=== Begin Enclosure ===

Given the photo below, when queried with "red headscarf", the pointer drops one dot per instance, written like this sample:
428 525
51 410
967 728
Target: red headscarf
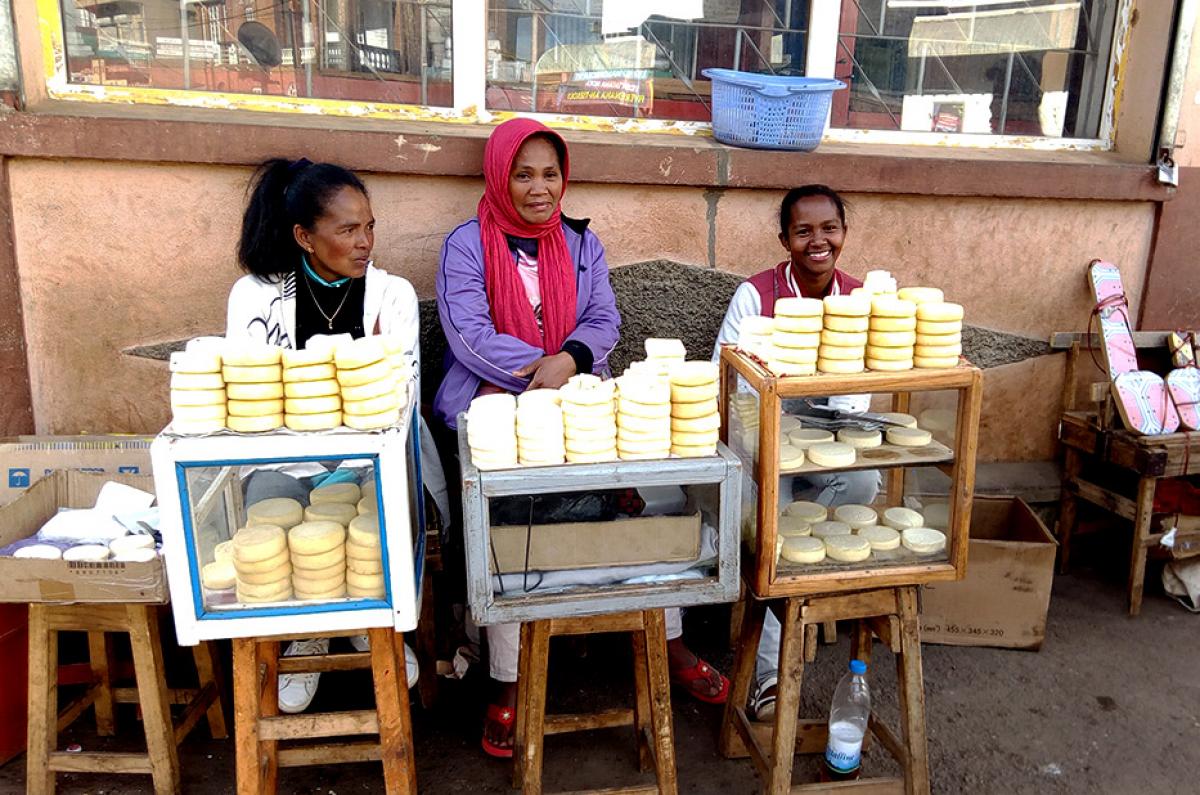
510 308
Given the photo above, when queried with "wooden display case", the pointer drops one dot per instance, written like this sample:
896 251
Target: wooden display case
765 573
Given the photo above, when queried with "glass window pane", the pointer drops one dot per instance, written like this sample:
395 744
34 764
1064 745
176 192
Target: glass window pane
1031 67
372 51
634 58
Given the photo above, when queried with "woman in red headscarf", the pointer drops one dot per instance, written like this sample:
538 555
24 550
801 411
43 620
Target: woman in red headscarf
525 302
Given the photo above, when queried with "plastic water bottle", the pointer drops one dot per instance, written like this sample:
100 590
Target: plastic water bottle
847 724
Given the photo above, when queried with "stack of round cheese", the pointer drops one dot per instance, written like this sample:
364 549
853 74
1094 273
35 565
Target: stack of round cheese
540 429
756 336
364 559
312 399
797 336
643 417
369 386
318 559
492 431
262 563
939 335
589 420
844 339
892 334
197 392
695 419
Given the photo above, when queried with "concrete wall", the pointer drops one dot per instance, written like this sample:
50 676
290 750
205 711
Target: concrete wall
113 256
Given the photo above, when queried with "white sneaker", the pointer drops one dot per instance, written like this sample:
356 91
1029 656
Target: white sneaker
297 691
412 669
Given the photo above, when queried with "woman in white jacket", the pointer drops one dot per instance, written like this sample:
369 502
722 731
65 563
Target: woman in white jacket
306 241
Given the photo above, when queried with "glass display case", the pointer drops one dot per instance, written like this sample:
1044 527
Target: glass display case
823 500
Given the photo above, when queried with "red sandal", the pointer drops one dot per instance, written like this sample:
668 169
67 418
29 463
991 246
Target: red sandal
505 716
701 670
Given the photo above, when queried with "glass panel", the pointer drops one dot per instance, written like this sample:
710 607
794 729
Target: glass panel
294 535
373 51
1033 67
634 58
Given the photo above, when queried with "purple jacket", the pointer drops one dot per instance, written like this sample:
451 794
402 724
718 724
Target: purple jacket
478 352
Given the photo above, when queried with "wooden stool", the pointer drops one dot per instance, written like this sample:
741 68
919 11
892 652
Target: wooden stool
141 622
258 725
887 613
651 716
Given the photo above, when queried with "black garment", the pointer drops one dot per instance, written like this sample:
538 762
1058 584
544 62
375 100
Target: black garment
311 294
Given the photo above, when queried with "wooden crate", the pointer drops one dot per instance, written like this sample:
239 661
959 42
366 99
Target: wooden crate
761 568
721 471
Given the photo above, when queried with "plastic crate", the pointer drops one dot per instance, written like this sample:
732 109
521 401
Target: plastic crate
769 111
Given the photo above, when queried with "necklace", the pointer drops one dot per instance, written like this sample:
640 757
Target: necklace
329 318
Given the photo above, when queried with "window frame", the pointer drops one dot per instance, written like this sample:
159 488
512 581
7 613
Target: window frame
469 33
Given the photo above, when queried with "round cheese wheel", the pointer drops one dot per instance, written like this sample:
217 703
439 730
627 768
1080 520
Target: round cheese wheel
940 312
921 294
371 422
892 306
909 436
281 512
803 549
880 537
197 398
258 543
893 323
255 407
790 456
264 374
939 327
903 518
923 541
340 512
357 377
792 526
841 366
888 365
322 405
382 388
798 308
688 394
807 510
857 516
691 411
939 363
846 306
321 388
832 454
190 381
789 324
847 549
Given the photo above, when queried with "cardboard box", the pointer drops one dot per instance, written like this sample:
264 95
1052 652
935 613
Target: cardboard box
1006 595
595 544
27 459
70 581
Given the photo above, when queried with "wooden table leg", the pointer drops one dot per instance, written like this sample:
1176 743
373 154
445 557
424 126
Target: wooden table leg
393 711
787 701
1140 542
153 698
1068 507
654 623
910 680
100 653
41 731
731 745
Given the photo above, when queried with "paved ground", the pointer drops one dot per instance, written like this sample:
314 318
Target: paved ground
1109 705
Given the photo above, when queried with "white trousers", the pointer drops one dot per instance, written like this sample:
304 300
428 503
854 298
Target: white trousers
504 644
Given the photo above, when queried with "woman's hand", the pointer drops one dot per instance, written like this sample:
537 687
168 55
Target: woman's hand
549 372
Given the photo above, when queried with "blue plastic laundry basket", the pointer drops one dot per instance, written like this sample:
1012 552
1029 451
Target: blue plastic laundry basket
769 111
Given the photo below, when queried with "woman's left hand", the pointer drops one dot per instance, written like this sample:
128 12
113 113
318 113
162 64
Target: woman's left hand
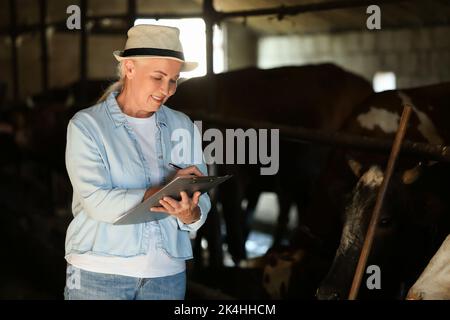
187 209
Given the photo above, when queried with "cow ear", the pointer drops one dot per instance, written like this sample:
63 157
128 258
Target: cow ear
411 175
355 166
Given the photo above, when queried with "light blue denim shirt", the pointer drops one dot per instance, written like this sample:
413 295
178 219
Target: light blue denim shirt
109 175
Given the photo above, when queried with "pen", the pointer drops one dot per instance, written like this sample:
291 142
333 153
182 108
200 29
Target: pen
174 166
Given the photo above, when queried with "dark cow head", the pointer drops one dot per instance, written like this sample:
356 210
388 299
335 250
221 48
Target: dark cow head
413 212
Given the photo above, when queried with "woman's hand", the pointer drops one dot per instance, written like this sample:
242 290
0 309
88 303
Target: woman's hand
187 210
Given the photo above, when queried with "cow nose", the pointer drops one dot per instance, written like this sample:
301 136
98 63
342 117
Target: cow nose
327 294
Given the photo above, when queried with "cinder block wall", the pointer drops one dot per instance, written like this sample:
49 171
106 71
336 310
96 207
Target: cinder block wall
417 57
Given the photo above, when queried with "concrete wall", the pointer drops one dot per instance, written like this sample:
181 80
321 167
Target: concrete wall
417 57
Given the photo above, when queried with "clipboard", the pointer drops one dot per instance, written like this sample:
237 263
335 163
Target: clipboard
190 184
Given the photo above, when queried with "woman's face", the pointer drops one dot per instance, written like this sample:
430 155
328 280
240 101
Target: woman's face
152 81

=== End Enclosure ===

What is needed is a word-for-word copy of the records above, excluding pictures.

Given the photo below, when queried with "red headscarf", the pointer drops one dot per instance, written like this sample:
428 525
51 410
967 728
Target: red headscarf
510 308
Given the photo above, when queried with "wooden display case", the pointer drops one dot per instance, written like this sample:
896 251
Target: wooden display case
765 573
Given the photo above, when queried with "glass window pane", the pointer drops one dot per instance, written like this sample:
395 744
34 764
1064 745
176 192
Target: glass window pane
1031 67
372 51
634 58
Given the photo above, when queried with "woman in red headscarf", the pointer drops one dot per instance, written like this sample:
538 555
24 550
801 411
43 620
Target: woman in red headscarf
525 302
Given the photo above, when queried with "plastic water bottle", the pointer drops one dot per instance, written like this sample:
100 590
Target: plastic water bottle
847 724
Given the photo above, when queried with "stack of round cheese", the pointer drops one dot per instance, written like this sample:
364 549
853 74
1094 273
35 565
Target: stack of round cheese
540 429
756 336
364 559
312 399
797 336
643 417
369 386
318 559
492 431
262 563
939 335
589 420
844 339
892 334
197 392
695 419
Given the photo above, when queried with "concrete wall", the pointer drops one dot per instance, written like this sample:
50 676
290 750
205 711
Target: concrete wall
113 256
Given the photo above, when queried with "white sneaker", the pointer drops one dot per instance, written like this sample:
356 91
1029 656
Target: white sneaker
297 691
412 669
Given the photo above, when queried with "woman in white jacket", the pointer drops one dot per instance, written like this sample:
369 502
722 731
65 563
Target: woman in white jacket
306 241
Given the photo above, when queried with "glass display case", the pointer drops one dot per instance, written like this sample:
1044 527
Target: glass display case
823 500
Given the photo above, when queried with "red sandal", the pointer drops one dot per instance, written like this sample:
668 169
67 418
29 463
991 246
Target: red sandal
505 716
701 670
Given the photo above, when queried with "glass panel", the pointer drops one dot per instance, written like this sample:
710 607
794 729
Target: glass panel
294 535
373 51
1033 67
634 58
Given the photo above, when queried with "purple jacket", the pointer drops one dot per instance, written like this sample:
451 794
402 724
718 724
Target: purple jacket
478 352
Given the photo above, when queried with "wooden stool", the pointer drops one dot per instance, written like this sample:
741 68
919 11
892 652
Target: wooden stool
141 622
258 725
887 613
651 716
Given the photo above, when queried with "black garment", the pointer drops one dot per instance, written like this sample:
538 762
1058 584
544 62
375 100
Target: black garment
311 294
Given the photo above, when queried with "wooden crate", the pointer drops one dot per instance, written like this sample:
239 661
959 42
366 99
Target: wooden crate
761 568
721 471
Given the photo above, when queried with "plastic crate", the pointer drops one dot per instance, written like this sample:
732 109
521 401
Target: plastic crate
769 111
Given the photo above, when queried with "necklace", the pointer drops one dot per instance, written like this sample:
640 757
Target: necklace
329 318
Given the photo above, when queried with "window frame", the pointer drops one dot per instance, written like this sample:
159 488
512 581
7 613
Target: window frame
469 33
Given the photo above, when queried with "round cheese wheel", the pointer drops one dot per instance, written like this sample:
217 703
439 730
627 768
1080 520
Target: round cheese wheel
940 312
921 294
371 422
892 306
909 436
281 512
803 549
880 537
197 398
258 543
893 323
255 407
790 456
264 374
939 327
903 518
923 541
340 512
357 377
792 526
841 366
888 365
322 405
382 388
798 308
688 394
807 510
857 516
691 411
939 363
846 306
321 388
832 454
190 381
789 324
847 549
Given the photo above, when queried with "cardboard box", the pointer drops one dot per instance, written like this sample:
264 95
1052 652
935 613
Target: cardboard box
1006 595
595 544
27 459
70 581
Given the photo above, when queried with "wooden table leg", the pointer drops one dot per instance, written like this sample:
1176 743
373 154
445 557
424 126
Target: wooden table leg
393 711
787 701
1140 542
153 698
1068 507
654 623
910 680
100 653
41 731
731 745
Given the photo above, when queried with "paved ground", the pointer drops one dot per instance, written like this sample:
314 318
Target: paved ground
1109 705
Given the photo above, when queried with "white trousers", the pointer drops one dot per instance, written like this sample:
304 300
428 503
854 298
Target: white trousers
504 644
Given the photo above, when queried with "woman's hand", the pointer drops one dot per instance, written like this sample:
537 687
168 55
Target: woman's hand
549 372
Given the photo above, when queried with "blue plastic laundry basket", the pointer drops one dot per instance, written like this sample:
1012 552
1029 451
Target: blue plastic laundry basket
769 111
Given the photo below, when queried with "woman's left hand", the pointer drops one dot per instance, written like this sample:
128 12
113 113
318 113
162 64
Target: woman's left hand
187 209
Given the photo above, when queried with "cow ear", the pointer drops one dot per instance, written like this sample:
63 157
128 258
Target: cow ear
411 175
355 166
Given the photo above, when queried with "light blue denim shirt", the pointer drops one dot per instance, written like this sample:
413 295
178 219
Target: light blue denim shirt
109 175
Given the photo above, when queried with "pen", the pointer drops one dot per instance, written like this sample:
291 142
333 153
182 108
200 29
Target: pen
174 166
Given the photo above, when queried with "dark cow head", the pointer drops one dot per instance, written like this sample:
356 210
388 299
335 250
221 48
Target: dark cow head
413 212
Given the photo above, when queried with "woman's hand", the pointer drops one dot per instance, written like this sample:
242 290
0 309
88 303
Target: woman's hand
187 210
Given the photo above, when queried with "cow nose", the pointer drops one dot per instance, written like this sample:
301 136
98 63
342 117
Target: cow nose
327 294
Given the photo above, when queried with "cinder block wall", the pointer drops one dot per instance, written like this sample:
49 171
106 71
336 310
96 207
Target: cinder block wall
417 57
Given the photo above, when queried with "concrete wall", the pointer drops one dot per instance, written like this sample:
181 80
321 167
Target: concrete wall
417 57
Given the photo above, when queried with "clipboard", the pointer drops one dot per instance, written like this sample:
237 263
335 163
Target: clipboard
190 184
Given the photo above, when queried with "woman's face", the pointer drops one dot per instance, written like this sample:
430 155
328 280
240 101
Target: woman's face
152 81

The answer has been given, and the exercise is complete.